== Extrait source ==
□ □ □

Des traces de réticences dans les actes du Colloque de synthèse

Il est important de noter que les actes de ce colloque ont été publiés en deux volumes séparés. D’un côté, dans [Bouchon, J., 1997], on trouve une présentation systématique de la méthode éprouvée de l’AMAP avec ses résultats, écrite exclusivement par le CIRAD. De l’autre, dans [Bouchon, J., 1995], on trouve les articles produits essentiellement par les chercheurs des laboratoires de l’INRA. C’est un indice qui tend à nous montrer que le rapprochement escompté n’a pas véritablement eu lieu. Cette impression se confirme si nous concentrons notre attention sur le contenu du second volume. Au vu des articles techniques présents, on peut y déceler trois catégories.

La première catégorie est celle des articles résultant de la collaboration effective de chercheurs du CIRAD et de l’INRA : ils sont au nombre de six sur un total de vingt-deux. Tous ces articles renvoient de façon plus ou moins naturelle à la méthode d’AMAP, soit en appliquant au niveau conceptuel l’analyse architecturale mise au point au CIRAD à l’étude d’une espèce particulière, soit en appliquant la simulation elle-même à l’espèce considérée. Il comporte en général une phrase de remerciement à l’égard d’un ou de plusieurs des membres de l’AMAP pour leur soutien dans la mise en œuvre de la méthode 1987 . Ces articles sont donc essentiellement les résultats soit d’un accueil physique de chercheurs de l’INRA au laboratoire du CIRAD, soit d’une mission de conseil effectuée par un des chercheurs du CIRAD dépêché sur place.

Dans la deuxième catégorie d’articles, se manifeste le fait que les chercheurs se sont assez peu souciés de l’approche AMAP. Ils ont appliqué leur méthodologie habituelle sans essayer de se plier aux directives du comité de pilotage de l’AIP. Ainsi, les chercheurs de l’INRA d’Avignon n’ont eu recours qu’aux analyses architecturales de Champagnat. Ils ont utilisé ainsi les distinctions conceptuelles que cet auteur mettait en œuvre entre 1947 et 1965 alors même que les interventions de l’AMAP au cours du colloque rappellent que ces distinctions étaient des ébauches et qu’il faut les rénover en s’appuyant sur les travaux, qu’ils jugent fondamentaux, de Hallé, et sur les leurs. Un chapitre conséquent des actes du colloque 1988 , écrit par deux chercheurs du CIRAD, revient en détail sur l’histoire des termes techniques concernant la mise en place de l’architecture végétale et tâche de montrer qu’il faut se diriger vers un accord sur la terminologie. Certains chercheurs de l’INRA en resteraient-ils donc à une vision « dépassée » de l’architecture végétale ?

□ □ □

== Énoncé 1 ==
Pouvez-vous présenter sous forme de liste numérotée les entrées, en commençant par la ligne qui contient "Reviewer note: every instance of the forested" et en finissant par la dernière d'entre elles, sans les lignes vides ?
Les entrées qui suivent l'extrait n'ont aucun lien avec lui.

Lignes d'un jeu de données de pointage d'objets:

□ □ □

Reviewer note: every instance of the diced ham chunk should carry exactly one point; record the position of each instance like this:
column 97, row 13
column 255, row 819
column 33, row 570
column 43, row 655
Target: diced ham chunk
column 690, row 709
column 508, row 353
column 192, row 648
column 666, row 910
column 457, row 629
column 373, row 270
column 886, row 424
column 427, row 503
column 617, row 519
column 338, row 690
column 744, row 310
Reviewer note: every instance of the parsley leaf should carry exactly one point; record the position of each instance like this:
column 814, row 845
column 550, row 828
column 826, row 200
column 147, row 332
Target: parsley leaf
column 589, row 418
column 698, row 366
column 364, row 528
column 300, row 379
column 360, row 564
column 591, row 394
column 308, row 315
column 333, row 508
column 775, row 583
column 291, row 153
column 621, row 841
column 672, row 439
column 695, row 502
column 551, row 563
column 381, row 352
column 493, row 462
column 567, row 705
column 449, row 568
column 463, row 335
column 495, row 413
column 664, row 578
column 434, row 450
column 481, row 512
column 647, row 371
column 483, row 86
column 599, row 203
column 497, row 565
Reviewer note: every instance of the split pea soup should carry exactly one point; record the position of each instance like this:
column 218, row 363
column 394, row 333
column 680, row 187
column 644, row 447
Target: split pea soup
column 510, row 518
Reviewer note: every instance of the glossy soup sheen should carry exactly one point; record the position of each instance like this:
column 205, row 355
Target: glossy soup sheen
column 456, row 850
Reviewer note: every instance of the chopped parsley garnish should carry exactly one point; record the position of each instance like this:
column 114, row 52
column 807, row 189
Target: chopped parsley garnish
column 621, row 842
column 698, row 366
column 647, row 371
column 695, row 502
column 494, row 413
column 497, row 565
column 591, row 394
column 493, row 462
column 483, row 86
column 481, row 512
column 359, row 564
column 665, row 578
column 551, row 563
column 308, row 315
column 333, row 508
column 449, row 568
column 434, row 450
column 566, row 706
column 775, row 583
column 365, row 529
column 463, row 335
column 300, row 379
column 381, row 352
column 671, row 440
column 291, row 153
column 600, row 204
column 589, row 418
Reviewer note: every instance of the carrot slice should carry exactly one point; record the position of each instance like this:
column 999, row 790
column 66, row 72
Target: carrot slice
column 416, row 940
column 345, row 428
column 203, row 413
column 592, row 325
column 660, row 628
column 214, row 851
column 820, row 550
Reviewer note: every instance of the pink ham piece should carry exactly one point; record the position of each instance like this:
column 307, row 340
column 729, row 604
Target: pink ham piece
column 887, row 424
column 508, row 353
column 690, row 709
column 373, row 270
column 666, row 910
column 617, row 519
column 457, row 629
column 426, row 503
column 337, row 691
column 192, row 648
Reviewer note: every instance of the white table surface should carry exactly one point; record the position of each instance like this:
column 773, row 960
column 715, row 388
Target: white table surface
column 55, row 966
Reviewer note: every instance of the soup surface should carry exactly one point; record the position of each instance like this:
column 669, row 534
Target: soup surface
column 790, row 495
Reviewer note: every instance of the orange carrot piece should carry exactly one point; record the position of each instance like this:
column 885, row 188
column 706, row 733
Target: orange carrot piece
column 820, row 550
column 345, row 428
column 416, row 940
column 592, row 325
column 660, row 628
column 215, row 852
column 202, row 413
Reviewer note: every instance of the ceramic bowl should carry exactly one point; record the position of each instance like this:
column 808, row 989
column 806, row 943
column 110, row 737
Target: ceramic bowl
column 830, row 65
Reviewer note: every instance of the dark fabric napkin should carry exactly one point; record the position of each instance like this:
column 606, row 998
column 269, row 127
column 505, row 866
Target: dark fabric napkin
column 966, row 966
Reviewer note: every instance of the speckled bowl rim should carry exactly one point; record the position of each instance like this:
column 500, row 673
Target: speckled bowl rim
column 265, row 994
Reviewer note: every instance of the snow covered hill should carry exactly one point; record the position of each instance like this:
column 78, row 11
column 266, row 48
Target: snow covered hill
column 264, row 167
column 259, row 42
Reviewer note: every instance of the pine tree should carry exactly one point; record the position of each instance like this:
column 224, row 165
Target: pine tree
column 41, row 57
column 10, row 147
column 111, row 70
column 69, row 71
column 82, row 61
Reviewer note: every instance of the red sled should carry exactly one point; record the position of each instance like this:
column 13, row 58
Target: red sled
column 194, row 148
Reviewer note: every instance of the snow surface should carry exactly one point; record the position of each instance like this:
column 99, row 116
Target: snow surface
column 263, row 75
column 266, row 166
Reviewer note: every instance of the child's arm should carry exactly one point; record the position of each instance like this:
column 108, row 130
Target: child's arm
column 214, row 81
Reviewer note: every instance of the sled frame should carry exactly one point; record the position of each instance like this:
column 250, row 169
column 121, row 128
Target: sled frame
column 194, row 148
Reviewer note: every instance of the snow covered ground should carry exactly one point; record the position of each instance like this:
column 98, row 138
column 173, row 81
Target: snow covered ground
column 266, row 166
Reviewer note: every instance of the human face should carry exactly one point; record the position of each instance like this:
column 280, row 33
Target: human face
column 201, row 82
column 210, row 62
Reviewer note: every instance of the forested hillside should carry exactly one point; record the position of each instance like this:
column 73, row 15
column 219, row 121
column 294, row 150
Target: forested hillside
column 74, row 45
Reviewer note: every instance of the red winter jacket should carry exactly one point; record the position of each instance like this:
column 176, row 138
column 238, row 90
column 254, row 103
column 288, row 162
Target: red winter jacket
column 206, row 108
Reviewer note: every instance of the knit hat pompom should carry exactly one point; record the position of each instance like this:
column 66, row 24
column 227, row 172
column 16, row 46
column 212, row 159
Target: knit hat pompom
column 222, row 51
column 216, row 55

□ □ □

== Énoncé 2 ==
Pouvez-vous réécrire le passage de l'extrait sur le colloque de synthèse qui commence à "Des traces de" et se termine à "déceler trois catégories.", en remplaçant "rapprochement" par "dialogue" ?

== Réponse finale 1 ==
1. Reviewer note: every instance of the forested hillside should carry exactly one point; record the position of each instance like this:
2. column 73, row 15
3. column 219, row 121
4. column 294, row 150
5. Target: forested hillside
6. column 74, row 45
7. Reviewer note: every instance of the red winter jacket should carry exactly one point; record the position of each instance like this:
8. column 176, row 138
9. column 238, row 90
10. column 254, row 103
11. column 288, row 162
12. Target: red winter jacket
13. column 206, row 108
14. Reviewer note: every instance of the knit hat pompom should carry exactly one point; record the position of each instance like this:
15. column 66, row 24
16. column 227, row 172
17. column 16, row 46
18. column 212, row 159
19. Target: knit hat pompom
20. column 222, row 51
21. column 216, row 55

== Réponse finale 2 ==
Des traces de réticences dans les actes du Colloque de synthèse

Il est important de noter que les actes de ce colloque ont été publiés en deux volumes séparés. D’un côté, dans [Bouchon, J., 1997], on trouve une présentation systématique de la méthode éprouvée de l’AMAP avec ses résultats, écrite exclusivement par le CIRAD. De l’autre, dans [Bouchon, J., 1995], on trouve les articles produits essentiellement par les chercheurs des laboratoires de l’INRA. C’est un indice qui tend à nous montrer que le dialogue escompté n’a pas véritablement eu lieu. Cette impression se confirme si nous concentrons notre attention sur le contenu du second volume. Au vu des articles techniques présents, on peut y déceler trois catégories.